◆ **What the task requires**
After going through the data, give the number of lines that contain the word "parking" as your sole answer.

◆ **Stored items from a collection**
- - -

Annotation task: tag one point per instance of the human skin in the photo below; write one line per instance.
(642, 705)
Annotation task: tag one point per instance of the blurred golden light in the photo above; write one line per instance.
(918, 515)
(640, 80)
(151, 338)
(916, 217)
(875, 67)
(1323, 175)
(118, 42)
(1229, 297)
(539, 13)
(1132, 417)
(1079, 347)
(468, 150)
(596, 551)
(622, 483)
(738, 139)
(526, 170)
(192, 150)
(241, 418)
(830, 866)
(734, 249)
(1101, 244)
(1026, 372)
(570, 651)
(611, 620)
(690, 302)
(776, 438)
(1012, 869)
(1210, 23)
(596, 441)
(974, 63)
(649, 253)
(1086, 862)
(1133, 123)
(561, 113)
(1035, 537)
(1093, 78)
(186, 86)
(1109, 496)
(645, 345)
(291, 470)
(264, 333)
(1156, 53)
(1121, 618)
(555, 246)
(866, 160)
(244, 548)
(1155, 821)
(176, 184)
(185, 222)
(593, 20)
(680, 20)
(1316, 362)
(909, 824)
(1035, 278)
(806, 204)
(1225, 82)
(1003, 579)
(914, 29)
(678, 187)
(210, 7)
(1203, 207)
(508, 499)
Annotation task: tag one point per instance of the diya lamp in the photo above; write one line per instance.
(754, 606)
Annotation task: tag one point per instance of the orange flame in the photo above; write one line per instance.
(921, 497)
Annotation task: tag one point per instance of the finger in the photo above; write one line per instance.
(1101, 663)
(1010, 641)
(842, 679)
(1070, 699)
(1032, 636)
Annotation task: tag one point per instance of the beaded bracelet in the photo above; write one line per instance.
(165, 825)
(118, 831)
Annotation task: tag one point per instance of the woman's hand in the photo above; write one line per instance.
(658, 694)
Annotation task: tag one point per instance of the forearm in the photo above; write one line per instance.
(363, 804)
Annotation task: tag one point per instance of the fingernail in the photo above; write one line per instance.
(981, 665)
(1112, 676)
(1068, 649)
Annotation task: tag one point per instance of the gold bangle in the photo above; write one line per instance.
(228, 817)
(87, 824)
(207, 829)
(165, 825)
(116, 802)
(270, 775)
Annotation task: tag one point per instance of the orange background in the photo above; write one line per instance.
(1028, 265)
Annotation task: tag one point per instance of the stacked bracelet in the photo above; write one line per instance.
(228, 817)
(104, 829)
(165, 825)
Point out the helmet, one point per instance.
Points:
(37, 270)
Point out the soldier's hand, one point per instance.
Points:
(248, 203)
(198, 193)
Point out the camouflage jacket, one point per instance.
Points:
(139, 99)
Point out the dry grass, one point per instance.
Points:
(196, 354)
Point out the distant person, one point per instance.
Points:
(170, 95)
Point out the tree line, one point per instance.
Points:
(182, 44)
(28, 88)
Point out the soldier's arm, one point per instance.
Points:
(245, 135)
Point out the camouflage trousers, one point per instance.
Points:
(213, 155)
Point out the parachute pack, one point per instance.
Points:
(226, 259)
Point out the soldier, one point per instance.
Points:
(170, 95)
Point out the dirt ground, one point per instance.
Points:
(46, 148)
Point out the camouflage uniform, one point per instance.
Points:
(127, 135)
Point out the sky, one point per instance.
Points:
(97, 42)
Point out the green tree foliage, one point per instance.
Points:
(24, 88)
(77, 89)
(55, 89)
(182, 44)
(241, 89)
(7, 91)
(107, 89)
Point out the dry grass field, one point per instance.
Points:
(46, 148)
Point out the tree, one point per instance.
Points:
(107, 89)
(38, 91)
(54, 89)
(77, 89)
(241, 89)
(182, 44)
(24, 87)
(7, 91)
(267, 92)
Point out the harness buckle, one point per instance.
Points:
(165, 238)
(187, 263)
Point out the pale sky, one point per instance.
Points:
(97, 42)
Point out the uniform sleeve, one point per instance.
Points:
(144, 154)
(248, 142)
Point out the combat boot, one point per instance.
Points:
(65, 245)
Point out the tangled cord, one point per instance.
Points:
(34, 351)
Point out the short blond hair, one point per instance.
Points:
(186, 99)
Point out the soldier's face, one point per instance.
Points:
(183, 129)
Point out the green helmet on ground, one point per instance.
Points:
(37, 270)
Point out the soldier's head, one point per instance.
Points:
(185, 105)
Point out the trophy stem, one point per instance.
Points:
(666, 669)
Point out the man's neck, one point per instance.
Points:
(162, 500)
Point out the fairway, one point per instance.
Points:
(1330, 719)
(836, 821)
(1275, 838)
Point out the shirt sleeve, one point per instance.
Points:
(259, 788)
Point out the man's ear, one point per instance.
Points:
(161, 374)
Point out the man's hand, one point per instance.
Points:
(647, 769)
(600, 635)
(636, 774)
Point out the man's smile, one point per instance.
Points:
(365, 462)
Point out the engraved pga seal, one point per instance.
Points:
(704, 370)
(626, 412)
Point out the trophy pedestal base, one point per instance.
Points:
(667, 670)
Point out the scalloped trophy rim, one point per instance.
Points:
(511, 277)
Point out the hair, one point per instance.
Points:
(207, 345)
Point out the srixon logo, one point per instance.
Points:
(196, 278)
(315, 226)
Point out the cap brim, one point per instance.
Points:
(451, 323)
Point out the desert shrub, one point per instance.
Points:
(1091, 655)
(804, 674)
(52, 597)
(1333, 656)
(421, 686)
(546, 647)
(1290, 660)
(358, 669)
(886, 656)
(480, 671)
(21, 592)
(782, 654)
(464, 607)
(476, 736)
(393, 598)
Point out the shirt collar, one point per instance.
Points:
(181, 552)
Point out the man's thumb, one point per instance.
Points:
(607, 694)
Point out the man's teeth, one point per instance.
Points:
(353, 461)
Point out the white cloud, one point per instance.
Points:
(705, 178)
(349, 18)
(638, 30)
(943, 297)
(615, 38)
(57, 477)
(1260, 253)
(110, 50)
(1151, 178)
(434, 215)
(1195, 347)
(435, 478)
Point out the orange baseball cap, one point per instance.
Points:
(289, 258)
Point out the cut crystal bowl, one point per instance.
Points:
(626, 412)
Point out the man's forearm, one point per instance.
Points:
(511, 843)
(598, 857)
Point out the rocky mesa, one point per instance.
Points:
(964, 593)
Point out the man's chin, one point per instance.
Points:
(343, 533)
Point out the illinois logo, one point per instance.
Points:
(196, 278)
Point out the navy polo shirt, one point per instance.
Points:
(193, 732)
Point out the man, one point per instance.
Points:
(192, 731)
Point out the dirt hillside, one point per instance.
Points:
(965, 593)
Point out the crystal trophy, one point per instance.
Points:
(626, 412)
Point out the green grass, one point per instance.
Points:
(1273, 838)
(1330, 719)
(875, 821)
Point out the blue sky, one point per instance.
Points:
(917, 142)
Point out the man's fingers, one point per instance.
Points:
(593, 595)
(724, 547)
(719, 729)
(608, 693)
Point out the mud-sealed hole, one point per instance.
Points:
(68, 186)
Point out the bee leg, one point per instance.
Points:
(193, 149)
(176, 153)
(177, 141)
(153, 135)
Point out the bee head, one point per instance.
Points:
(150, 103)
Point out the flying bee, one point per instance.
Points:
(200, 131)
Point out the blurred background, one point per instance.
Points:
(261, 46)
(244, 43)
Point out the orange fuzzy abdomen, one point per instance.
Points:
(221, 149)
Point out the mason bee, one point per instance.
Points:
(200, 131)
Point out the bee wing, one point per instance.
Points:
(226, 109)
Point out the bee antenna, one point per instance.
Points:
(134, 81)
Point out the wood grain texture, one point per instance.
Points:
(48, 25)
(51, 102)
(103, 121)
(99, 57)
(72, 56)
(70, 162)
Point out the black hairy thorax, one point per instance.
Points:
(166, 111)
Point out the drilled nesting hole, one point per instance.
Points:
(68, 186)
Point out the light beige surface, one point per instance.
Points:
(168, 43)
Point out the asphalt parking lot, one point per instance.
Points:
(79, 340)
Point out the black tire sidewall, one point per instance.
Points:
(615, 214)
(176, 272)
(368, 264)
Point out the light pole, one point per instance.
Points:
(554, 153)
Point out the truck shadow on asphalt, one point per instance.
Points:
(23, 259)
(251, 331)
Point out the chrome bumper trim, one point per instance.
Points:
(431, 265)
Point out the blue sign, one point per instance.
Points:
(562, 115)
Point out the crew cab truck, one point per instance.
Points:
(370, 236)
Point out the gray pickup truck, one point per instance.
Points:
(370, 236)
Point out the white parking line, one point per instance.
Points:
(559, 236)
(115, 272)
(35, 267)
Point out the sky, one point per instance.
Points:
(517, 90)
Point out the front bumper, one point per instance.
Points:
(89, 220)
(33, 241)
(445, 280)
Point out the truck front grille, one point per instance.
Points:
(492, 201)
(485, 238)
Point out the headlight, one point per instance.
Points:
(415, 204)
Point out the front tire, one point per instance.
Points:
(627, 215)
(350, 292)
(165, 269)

- - -

◆ **Written response**
2